GIVEN TASK
Rescale the part of the records that opens with the line containing "Place a point on each instance of the glass salt" and closes with the final line of the records, writing out every line of it again with the format samples unchanged. Multiply each x and y coordinate in the answers by 1.45 and round to a whole number, with halves rounded up.

Entries from a pointing dataset
--------
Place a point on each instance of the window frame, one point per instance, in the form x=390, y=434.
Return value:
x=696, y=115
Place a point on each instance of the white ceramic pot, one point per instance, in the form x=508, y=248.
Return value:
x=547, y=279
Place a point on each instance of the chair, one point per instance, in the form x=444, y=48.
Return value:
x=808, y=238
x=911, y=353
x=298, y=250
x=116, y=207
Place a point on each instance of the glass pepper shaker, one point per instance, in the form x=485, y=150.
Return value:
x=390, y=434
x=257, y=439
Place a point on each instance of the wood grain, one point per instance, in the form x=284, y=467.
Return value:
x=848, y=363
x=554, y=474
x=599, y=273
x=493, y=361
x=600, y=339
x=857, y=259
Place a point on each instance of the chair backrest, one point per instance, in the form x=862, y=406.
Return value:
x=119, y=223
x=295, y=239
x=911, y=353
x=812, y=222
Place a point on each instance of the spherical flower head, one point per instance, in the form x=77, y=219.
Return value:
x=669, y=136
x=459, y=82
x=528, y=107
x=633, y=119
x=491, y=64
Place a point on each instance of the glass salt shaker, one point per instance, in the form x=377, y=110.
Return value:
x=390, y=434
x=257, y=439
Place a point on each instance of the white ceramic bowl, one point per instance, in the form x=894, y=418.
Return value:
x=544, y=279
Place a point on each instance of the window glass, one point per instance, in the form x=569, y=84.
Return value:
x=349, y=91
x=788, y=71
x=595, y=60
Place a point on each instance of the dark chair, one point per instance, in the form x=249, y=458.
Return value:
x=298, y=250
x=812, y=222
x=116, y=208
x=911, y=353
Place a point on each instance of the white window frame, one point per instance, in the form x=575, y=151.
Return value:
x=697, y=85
--------
FINAL RESULT
Place a point on each instance of the glass salt shaker, one point per instance, in the form x=377, y=110.
Return value:
x=566, y=629
x=373, y=637
Place a point on each instance of the white ceramic bowl, one point per instance, in the form x=894, y=418.
Return value:
x=789, y=405
Place a point on each instance of the window glass, one point per instance, in the form x=569, y=84.
Return value:
x=506, y=132
x=1143, y=103
x=863, y=87
Place a point on each instance of the dark chair, one point per instance, in the form x=249, y=458.
Return value:
x=432, y=363
x=1177, y=322
x=168, y=302
x=1321, y=512
Place a point on each instance of the white window frame, one point per instance, in the form x=575, y=151.
Return value:
x=1011, y=123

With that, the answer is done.